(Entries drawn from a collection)
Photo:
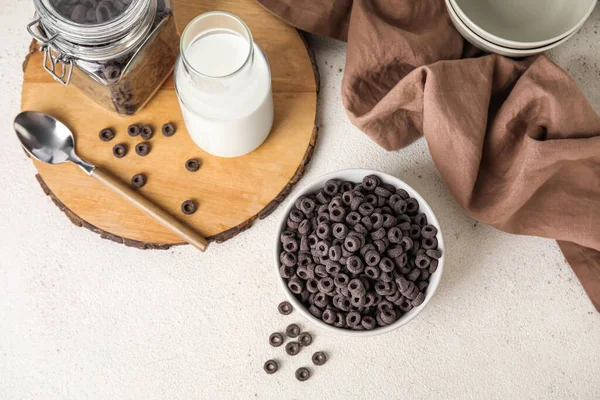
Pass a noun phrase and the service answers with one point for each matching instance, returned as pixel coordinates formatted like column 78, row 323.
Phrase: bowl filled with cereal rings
column 359, row 252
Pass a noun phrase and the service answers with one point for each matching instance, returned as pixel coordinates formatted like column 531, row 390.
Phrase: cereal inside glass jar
column 118, row 52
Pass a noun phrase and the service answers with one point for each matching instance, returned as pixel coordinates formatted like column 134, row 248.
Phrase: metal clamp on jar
column 118, row 52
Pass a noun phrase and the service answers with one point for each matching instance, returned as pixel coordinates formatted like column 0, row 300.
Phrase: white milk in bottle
column 223, row 84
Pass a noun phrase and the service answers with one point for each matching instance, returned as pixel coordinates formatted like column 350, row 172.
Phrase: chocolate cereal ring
column 292, row 331
column 305, row 339
column 368, row 323
column 168, row 129
column 271, row 367
column 120, row 150
column 133, row 130
column 319, row 358
column 302, row 374
column 276, row 339
column 106, row 135
column 315, row 312
column 285, row 308
column 142, row 149
column 370, row 182
column 146, row 132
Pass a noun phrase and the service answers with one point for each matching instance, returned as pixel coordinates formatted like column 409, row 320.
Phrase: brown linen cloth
column 516, row 141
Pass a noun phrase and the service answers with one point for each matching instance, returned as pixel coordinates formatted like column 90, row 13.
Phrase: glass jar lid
column 118, row 25
column 89, row 12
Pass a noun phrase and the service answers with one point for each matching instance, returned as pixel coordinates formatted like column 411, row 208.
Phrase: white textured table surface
column 85, row 318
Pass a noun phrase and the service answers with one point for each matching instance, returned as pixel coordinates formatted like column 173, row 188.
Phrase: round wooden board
column 231, row 193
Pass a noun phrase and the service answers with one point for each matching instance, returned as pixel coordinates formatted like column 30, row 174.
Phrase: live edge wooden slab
column 231, row 193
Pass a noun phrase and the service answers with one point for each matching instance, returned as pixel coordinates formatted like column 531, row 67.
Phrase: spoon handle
column 186, row 233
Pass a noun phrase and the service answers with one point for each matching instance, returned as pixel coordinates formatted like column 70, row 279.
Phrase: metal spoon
column 51, row 142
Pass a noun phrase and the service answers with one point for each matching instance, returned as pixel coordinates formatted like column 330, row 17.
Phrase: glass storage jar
column 118, row 52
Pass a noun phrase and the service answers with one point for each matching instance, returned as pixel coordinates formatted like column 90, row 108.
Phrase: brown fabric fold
column 516, row 141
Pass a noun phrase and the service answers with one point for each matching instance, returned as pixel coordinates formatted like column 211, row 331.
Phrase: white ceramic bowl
column 485, row 45
column 356, row 175
column 524, row 24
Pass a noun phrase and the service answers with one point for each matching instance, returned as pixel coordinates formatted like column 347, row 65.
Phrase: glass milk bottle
column 223, row 84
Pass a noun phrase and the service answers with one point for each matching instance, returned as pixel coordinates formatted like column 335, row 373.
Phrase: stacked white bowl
column 518, row 28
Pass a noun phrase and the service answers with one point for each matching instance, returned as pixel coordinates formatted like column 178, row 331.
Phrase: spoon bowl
column 47, row 139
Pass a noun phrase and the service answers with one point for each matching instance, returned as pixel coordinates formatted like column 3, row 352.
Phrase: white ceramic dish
column 484, row 45
column 524, row 24
column 356, row 175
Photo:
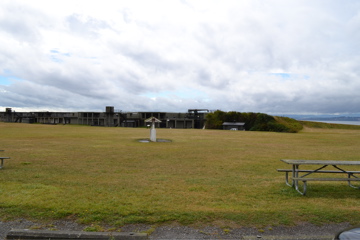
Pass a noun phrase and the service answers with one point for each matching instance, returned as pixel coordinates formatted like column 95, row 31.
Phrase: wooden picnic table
column 352, row 175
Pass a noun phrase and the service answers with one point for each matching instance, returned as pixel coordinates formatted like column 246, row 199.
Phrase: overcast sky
column 271, row 56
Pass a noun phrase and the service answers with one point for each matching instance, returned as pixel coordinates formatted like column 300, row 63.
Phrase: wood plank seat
column 305, row 180
column 320, row 171
column 326, row 179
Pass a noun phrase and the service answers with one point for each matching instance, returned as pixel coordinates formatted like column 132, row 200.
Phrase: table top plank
column 319, row 162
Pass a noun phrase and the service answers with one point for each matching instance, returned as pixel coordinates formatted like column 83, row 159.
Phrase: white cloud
column 272, row 56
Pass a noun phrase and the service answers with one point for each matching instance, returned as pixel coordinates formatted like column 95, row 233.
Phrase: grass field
column 104, row 175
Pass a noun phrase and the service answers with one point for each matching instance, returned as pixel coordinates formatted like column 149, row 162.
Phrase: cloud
column 262, row 56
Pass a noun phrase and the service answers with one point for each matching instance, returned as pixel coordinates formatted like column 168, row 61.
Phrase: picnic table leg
column 295, row 174
column 349, row 182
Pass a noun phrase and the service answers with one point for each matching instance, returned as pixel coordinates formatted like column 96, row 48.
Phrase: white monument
column 153, row 120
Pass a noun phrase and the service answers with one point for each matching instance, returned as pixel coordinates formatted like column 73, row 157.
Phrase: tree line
column 253, row 121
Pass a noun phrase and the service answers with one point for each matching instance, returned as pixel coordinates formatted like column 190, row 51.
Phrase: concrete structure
column 194, row 118
column 153, row 121
column 233, row 126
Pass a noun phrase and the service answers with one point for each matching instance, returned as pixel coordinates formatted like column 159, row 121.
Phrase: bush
column 253, row 121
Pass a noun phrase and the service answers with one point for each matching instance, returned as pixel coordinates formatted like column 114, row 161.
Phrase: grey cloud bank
column 275, row 56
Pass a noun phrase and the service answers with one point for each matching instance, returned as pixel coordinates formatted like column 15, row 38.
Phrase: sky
column 270, row 56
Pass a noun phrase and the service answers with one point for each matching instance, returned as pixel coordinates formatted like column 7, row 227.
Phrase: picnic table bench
column 296, row 177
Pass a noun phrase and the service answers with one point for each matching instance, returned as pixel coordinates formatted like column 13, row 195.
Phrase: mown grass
column 96, row 174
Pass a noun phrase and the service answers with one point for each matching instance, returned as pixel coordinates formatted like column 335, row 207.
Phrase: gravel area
column 176, row 231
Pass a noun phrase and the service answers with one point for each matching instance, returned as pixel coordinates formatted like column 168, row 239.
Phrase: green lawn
column 98, row 174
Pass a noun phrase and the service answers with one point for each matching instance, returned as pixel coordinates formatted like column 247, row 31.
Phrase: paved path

◆ **WHAT TO DO**: Rewrite all of the items above, substituting "descriptive phrase" for every occurrence of "noun phrase" and changing nothing else. Omit the pictures from your answer.

◆ **EXERCISE RESULT**:
Photo:
Pass a descriptive phrase and the service answers with one point for each matching instance, returned as pixel coordinates formatted like column 78, row 323.
Phrase: bowl filled with cereal rings
column 359, row 252
Pass a descriptive phrase and the service answers with one point for each matching instance, returned as pixel coordinates formatted like column 531, row 390.
Phrase: cereal inside glass jar
column 118, row 52
Pass a descriptive phrase and the service answers with one point for each matching instance, returned as pixel coordinates formatted like column 134, row 248.
Phrase: metal clamp on jar
column 118, row 52
Pass a descriptive phrase and the service answers with one point for each matching instance, returned as pixel coordinates formatted like column 0, row 300.
Phrase: white milk in bottle
column 223, row 84
Pass a descriptive phrase and the service answers with one point for each matching instance, returned as pixel coordinates formatted like column 350, row 172.
Phrase: chocolate cereal ring
column 292, row 331
column 305, row 339
column 368, row 323
column 168, row 129
column 271, row 367
column 120, row 150
column 133, row 130
column 319, row 358
column 302, row 374
column 276, row 339
column 106, row 135
column 315, row 312
column 285, row 308
column 142, row 149
column 370, row 182
column 146, row 132
Pass a descriptive phrase and the service answers with one point for each matching instance, returned as pixel coordinates formatted like column 409, row 320.
Phrase: brown linen cloth
column 516, row 141
Pass a descriptive phrase and the service answers with one point for each matching instance, returned as pixel coordinates formatted like column 90, row 13.
Phrase: glass jar lid
column 118, row 25
column 89, row 12
Pass a descriptive phrase and the service answers with one point for each matching instance, returned as pixel coordinates formatted like column 411, row 208.
Phrase: white textured table surface
column 85, row 318
Pass a descriptive phrase and the service answers with one point for each matching instance, returned as pixel coordinates formatted like column 173, row 188.
Phrase: round wooden board
column 231, row 193
Pass a descriptive phrase and the service answers with one point for each matching instance, returned as pixel coordinates formatted like column 30, row 174.
Phrase: live edge wooden slab
column 231, row 193
Pass a descriptive phrase and the service answers with one point for each matching instance, returned as pixel coordinates formatted like column 531, row 67.
Phrase: spoon handle
column 186, row 233
Pass a descriptive phrase and the service answers with one point for each matching instance, returned as pixel coordinates formatted like column 70, row 279.
Phrase: metal spoon
column 51, row 142
Pass a descriptive phrase and the service answers with one point for each matching instance, returned as pixel coordinates formatted like column 330, row 17.
Phrase: glass storage jar
column 118, row 52
Pass a descriptive phrase and the service answers with one point for each matching instance, returned as pixel coordinates formatted like column 90, row 108.
Phrase: brown fabric fold
column 516, row 141
Pass a descriptive phrase and the service answers with one point for each matching instance, returned as pixel coordinates formatted like column 211, row 331.
Phrase: white ceramic bowl
column 485, row 45
column 356, row 175
column 524, row 24
Pass a descriptive phrase and the service answers with one point for each matching instance, returned as pixel coordinates formatted like column 347, row 65.
Phrase: glass milk bottle
column 223, row 84
Pass a descriptive phrase and the service answers with one point for each matching instance, returned as pixel coordinates formatted like column 335, row 373.
Phrase: stacked white bowl
column 518, row 28
Pass a descriptive phrase and the service answers with one point for each matching instance, returned as pixel coordinates formatted like column 178, row 331.
Phrase: spoon bowl
column 47, row 139
Pass a descriptive phrase and the service answers with one point for each matching instance, returned as pixel coordinates formatted like column 3, row 352.
Phrase: white ceramic dish
column 484, row 45
column 524, row 24
column 356, row 175
Photo:
Pass a descriptive phrase and the service answers with one point for each matching instance, returned as pixel coordinates formatted like column 95, row 31.
Phrase: wooden picnic table
column 352, row 175
Pass a descriptive phrase and the service answers with one point for each matching instance, returned as pixel coordinates formatted like column 246, row 199.
Phrase: overcast sky
column 271, row 56
Pass a descriptive phrase and the service answers with one point for each matching instance, returned as pixel coordinates formatted like column 300, row 63.
Phrase: wood plank seat
column 305, row 180
column 320, row 171
column 326, row 179
Pass a descriptive phrase and the service answers with one point for each matching instance, returned as pixel coordinates formatted like column 132, row 200.
Phrase: table top plank
column 319, row 162
Pass a descriptive phrase and the service answers with one point for each matching instance, returned as pixel coordinates formatted like column 83, row 159.
Phrase: white cloud
column 272, row 56
Pass a descriptive phrase and the service answers with one point for each matching instance, returned as pixel coordinates formatted like column 95, row 233.
Phrase: grass field
column 104, row 175
Pass a descriptive phrase and the service answers with one point for each matching instance, returned as pixel coordinates formatted like column 149, row 162.
Phrase: cloud
column 262, row 56
Pass a descriptive phrase and the service answers with one point for each matching instance, returned as pixel coordinates formatted like column 168, row 61.
Phrase: picnic table leg
column 295, row 174
column 349, row 182
Pass a descriptive phrase and the service answers with one point for each matching instance, returned as pixel coordinates formatted like column 96, row 48.
Phrase: white monument
column 153, row 120
Pass a descriptive phrase and the service answers with one point for each matching instance, returned as pixel coordinates formatted like column 73, row 157.
Phrase: tree line
column 253, row 121
Pass a descriptive phrase and the service answers with one point for each matching instance, returned as pixel coordinates formatted like column 190, row 51.
Phrase: concrete structure
column 194, row 118
column 153, row 121
column 233, row 126
Pass a descriptive phrase and the service answers with one point for each matching instance, returned as pixel coordinates formatted like column 159, row 121.
Phrase: bush
column 253, row 121
Pass a descriptive phrase and the service answers with one point for each matching instance, returned as pixel coordinates formatted like column 114, row 161.
Phrase: grey cloud bank
column 275, row 56
Pass a descriptive phrase and the service answers with one point for each matching instance, returned as pixel coordinates formatted like column 15, row 38.
Phrase: sky
column 270, row 56
Pass a descriptive phrase and the service answers with one point for each matching instance, returned as pixel coordinates formatted like column 7, row 227.
Phrase: picnic table bench
column 296, row 177
Pass a descriptive phrase and the service answers with one point for each matching instance, returned as pixel coordinates formatted like column 13, row 195.
Phrase: mown grass
column 96, row 174
Pass a descriptive phrase and the service answers with one point for each matching instance, returned as pixel coordinates formatted like column 335, row 207.
Phrase: gravel area
column 176, row 231
Pass a descriptive phrase and the service answers with one point for each matching instance, returned as pixel coordinates formatted like column 168, row 239.
Phrase: green lawn
column 98, row 174
Pass a descriptive phrase and the service answers with one point for each matching instance, returned as pixel coordinates formatted like column 247, row 31.
Phrase: paved path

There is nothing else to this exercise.